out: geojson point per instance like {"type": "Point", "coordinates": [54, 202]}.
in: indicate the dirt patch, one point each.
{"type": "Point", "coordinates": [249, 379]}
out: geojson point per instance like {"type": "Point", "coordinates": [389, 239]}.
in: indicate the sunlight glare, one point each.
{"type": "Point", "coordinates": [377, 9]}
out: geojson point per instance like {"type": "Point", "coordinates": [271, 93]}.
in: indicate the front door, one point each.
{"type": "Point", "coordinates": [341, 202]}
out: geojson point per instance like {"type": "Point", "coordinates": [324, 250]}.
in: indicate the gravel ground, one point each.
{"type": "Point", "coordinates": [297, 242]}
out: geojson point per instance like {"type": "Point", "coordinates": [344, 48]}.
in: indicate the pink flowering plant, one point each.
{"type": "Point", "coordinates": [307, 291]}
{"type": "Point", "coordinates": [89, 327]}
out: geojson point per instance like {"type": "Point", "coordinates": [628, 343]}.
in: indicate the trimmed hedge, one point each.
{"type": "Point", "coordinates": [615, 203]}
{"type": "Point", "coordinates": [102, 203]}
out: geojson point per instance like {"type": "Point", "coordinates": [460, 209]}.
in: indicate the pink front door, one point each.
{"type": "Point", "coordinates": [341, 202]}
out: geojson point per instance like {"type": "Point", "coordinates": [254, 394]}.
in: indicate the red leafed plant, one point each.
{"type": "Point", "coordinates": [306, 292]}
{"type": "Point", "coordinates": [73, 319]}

PROBLEM STATEMENT:
Repeat the data above, word for word.

RESULT OF THE TASK:
out: geojson point per instance like {"type": "Point", "coordinates": [54, 202]}.
in: indicate the dirt patch, one point each.
{"type": "Point", "coordinates": [249, 379]}
out: geojson point per instance like {"type": "Point", "coordinates": [389, 239]}.
in: indicate the sunlight glare, one point each.
{"type": "Point", "coordinates": [377, 9]}
out: geojson point per instance like {"type": "Point", "coordinates": [271, 93]}.
in: indicate the front door, one point each.
{"type": "Point", "coordinates": [341, 202]}
out: geojson point per instance like {"type": "Point", "coordinates": [324, 250]}.
in: indicate the gravel ground, one point each.
{"type": "Point", "coordinates": [297, 242]}
out: geojson point per instance like {"type": "Point", "coordinates": [344, 48]}.
in: indicate the pink flowering plant, one point each.
{"type": "Point", "coordinates": [307, 291]}
{"type": "Point", "coordinates": [89, 327]}
out: geojson point per instance like {"type": "Point", "coordinates": [628, 343]}.
in: indicate the trimmed hedge, one point each.
{"type": "Point", "coordinates": [615, 203]}
{"type": "Point", "coordinates": [102, 203]}
out: geojson point per instance like {"type": "Point", "coordinates": [460, 209]}.
in: indicate the pink front door, one point each.
{"type": "Point", "coordinates": [341, 202]}
out: geojson point per instance like {"type": "Point", "coordinates": [254, 394]}.
in: indicate the red leafed plant, one point each.
{"type": "Point", "coordinates": [306, 292]}
{"type": "Point", "coordinates": [73, 319]}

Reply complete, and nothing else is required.